## Extracted entries

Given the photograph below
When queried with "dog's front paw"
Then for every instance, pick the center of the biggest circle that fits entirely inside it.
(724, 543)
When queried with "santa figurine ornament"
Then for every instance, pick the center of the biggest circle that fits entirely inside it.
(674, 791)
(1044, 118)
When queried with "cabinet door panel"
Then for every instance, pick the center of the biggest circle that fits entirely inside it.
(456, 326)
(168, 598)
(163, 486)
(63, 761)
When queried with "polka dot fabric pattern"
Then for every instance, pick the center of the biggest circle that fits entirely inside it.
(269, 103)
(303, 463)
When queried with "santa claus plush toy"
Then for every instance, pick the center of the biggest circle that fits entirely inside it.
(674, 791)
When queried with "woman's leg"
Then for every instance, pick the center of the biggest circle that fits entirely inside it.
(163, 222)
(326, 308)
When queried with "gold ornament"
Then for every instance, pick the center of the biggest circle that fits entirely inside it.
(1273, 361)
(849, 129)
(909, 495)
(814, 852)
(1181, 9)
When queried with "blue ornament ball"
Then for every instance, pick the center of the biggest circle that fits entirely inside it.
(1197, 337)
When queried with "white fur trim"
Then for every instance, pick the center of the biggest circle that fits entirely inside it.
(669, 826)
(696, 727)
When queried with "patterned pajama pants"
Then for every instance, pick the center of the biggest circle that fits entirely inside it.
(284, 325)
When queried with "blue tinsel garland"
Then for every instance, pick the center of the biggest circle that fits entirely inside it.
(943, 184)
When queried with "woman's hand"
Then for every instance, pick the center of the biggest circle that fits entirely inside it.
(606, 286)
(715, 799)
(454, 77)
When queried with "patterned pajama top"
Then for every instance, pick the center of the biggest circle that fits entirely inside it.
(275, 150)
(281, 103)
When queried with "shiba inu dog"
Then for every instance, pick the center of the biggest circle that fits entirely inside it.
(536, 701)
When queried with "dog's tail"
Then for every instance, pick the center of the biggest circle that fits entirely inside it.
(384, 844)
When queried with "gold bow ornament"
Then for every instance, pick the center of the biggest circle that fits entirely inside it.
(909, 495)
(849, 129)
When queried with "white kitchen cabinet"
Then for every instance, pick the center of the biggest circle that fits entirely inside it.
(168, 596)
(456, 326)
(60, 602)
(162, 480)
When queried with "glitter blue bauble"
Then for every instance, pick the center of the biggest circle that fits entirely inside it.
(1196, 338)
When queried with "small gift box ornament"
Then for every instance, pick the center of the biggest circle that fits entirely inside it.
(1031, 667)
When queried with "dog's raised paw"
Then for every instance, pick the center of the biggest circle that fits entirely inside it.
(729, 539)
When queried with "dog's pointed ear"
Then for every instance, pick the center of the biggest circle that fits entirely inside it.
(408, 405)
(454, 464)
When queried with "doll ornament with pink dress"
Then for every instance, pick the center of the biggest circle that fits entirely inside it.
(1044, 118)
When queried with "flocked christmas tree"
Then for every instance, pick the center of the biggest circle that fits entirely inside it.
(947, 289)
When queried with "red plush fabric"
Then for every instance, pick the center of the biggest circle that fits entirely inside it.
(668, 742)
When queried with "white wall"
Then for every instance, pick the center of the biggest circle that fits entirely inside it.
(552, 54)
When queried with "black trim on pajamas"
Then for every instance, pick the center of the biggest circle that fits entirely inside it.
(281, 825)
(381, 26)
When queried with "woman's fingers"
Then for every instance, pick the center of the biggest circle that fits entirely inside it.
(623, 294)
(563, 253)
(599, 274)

## What needs to be done
All lines containing "white" in the material above should appear in your reply, copied exactly.

## Response area
When queried with "white fur trim"
When queried with "white kitchen cabinet"
When queried with "white wall"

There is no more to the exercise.